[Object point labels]
━━━━━━━━━━━━━━━━━━━━━━━━━━━━━━

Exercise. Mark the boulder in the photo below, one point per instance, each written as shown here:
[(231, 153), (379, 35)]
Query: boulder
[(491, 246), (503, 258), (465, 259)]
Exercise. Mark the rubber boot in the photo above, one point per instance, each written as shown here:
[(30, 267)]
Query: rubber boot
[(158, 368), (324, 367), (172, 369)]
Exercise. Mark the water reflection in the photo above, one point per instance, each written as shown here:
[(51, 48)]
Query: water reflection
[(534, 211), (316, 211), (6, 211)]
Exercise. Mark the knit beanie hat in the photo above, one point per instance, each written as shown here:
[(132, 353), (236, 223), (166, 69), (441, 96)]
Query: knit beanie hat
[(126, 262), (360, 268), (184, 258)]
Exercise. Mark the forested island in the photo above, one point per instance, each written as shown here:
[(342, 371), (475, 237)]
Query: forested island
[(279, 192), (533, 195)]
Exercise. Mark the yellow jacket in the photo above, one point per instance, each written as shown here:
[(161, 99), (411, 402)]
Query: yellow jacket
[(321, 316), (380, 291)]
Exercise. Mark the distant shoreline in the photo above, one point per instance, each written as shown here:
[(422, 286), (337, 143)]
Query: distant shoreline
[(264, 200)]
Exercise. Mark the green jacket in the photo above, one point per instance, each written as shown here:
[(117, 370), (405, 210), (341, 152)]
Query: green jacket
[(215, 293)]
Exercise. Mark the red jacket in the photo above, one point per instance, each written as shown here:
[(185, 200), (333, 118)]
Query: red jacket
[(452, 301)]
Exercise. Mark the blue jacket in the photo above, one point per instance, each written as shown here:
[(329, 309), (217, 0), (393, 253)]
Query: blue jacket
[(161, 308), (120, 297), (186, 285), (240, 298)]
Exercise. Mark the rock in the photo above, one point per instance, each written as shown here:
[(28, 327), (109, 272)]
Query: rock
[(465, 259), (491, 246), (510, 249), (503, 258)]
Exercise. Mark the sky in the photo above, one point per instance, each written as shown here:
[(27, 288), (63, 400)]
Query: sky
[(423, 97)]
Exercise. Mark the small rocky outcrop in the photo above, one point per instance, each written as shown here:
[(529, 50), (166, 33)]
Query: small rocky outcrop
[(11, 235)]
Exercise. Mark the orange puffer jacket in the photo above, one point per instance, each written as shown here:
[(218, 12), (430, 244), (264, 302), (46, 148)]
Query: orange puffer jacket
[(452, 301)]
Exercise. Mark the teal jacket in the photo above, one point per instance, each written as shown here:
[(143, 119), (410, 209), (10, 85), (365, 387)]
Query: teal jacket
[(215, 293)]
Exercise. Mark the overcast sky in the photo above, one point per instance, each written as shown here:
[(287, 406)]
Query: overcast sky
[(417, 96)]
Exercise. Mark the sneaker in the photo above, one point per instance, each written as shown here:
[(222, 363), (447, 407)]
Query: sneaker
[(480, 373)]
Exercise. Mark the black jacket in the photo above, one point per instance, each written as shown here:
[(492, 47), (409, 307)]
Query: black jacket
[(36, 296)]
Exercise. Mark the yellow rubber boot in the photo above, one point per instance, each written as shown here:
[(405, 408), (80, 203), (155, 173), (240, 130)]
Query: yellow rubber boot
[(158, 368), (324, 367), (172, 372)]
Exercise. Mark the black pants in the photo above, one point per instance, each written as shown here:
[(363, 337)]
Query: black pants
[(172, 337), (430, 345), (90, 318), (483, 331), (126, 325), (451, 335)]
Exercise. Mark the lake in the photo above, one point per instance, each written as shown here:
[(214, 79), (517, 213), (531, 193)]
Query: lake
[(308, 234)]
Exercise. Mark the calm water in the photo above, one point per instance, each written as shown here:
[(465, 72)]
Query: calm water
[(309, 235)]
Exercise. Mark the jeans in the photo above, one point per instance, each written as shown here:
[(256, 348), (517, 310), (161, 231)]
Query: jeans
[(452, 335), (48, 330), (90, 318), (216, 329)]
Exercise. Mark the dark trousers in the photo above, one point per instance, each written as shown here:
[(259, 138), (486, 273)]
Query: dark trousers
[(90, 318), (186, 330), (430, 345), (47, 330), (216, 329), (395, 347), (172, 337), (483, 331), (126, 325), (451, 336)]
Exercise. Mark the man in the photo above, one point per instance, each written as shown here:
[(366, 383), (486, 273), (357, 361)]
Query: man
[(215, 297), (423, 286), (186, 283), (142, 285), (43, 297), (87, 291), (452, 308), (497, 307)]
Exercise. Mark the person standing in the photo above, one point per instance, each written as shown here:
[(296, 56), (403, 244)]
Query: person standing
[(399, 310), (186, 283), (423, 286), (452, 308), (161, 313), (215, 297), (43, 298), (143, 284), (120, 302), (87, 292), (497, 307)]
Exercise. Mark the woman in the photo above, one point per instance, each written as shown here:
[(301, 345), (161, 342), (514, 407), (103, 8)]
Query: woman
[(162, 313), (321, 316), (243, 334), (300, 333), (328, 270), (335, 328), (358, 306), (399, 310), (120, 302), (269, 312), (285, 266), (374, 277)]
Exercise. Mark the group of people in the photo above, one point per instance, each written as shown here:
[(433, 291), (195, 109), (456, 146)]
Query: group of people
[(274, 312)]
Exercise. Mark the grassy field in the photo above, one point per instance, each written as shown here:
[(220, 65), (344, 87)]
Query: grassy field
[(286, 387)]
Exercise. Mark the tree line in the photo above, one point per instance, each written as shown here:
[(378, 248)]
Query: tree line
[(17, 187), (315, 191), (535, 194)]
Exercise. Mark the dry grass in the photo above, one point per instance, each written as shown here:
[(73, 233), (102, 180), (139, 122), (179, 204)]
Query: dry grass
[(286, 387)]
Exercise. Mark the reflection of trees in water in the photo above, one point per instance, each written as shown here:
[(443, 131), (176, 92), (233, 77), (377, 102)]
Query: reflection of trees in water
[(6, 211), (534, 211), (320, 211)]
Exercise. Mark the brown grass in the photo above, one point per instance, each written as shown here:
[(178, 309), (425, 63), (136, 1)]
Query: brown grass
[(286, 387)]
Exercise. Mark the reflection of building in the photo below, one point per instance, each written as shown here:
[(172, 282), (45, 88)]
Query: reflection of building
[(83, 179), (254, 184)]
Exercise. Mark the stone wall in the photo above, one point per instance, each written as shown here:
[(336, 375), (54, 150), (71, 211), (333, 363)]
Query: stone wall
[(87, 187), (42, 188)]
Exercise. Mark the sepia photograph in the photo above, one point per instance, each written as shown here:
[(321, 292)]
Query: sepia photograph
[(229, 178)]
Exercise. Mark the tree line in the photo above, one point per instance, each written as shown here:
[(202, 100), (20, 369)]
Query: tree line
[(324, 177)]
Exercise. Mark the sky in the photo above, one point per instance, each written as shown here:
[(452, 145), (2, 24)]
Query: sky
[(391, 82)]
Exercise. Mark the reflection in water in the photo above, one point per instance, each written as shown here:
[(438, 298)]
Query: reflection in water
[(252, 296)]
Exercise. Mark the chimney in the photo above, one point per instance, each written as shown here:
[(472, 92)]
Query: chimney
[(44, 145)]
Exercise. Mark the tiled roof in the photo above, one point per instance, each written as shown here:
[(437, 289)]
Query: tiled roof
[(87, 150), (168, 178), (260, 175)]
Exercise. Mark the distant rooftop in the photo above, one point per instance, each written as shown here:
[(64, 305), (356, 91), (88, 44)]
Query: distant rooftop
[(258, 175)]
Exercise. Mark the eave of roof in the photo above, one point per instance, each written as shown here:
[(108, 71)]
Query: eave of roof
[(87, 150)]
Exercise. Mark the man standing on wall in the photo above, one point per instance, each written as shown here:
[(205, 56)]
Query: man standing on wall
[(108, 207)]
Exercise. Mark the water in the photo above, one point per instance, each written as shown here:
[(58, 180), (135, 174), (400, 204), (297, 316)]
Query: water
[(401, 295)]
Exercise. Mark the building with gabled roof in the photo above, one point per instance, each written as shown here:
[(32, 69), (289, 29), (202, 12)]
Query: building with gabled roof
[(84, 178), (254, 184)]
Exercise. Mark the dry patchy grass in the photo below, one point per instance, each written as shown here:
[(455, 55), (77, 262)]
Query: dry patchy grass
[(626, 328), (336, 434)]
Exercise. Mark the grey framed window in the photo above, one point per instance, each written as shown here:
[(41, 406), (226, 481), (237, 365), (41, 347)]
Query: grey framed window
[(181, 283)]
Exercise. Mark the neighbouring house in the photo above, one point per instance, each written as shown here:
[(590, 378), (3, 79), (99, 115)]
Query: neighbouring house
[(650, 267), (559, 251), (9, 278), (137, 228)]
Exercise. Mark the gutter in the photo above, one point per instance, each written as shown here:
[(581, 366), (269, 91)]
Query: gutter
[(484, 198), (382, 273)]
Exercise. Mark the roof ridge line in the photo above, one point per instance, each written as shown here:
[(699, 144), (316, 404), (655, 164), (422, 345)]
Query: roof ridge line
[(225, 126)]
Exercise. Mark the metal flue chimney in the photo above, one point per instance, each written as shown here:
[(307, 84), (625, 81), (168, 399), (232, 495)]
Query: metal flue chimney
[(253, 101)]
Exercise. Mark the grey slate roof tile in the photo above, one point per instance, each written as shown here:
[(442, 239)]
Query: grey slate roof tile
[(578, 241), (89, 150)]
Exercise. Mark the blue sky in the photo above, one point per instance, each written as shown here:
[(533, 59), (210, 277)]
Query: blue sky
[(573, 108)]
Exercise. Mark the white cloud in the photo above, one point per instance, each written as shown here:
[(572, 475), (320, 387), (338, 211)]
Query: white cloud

━━━━━━━━━━━━━━━━━━━━━━━━━━━━━━

Can you repeat, unchanged, the stretch of the entries from the line containing "Exercise. Mark the stone" through the line containing "[(324, 177)]", with both of those lines included?

Result:
Exercise. Mark the stone wall in the photo above, one point per instance, each written as shown here:
[(336, 375), (54, 150), (71, 211), (333, 363)]
Query: stone wall
[(87, 187), (42, 188)]
Exercise. Mark the sepia photograph in the photo above, one point per instance, each written as shown here:
[(321, 292)]
Query: sepia photograph
[(229, 178)]
Exercise. Mark the tree line in the photo above, one point per instance, each written as shown here:
[(202, 100), (20, 369)]
Query: tree line
[(324, 177)]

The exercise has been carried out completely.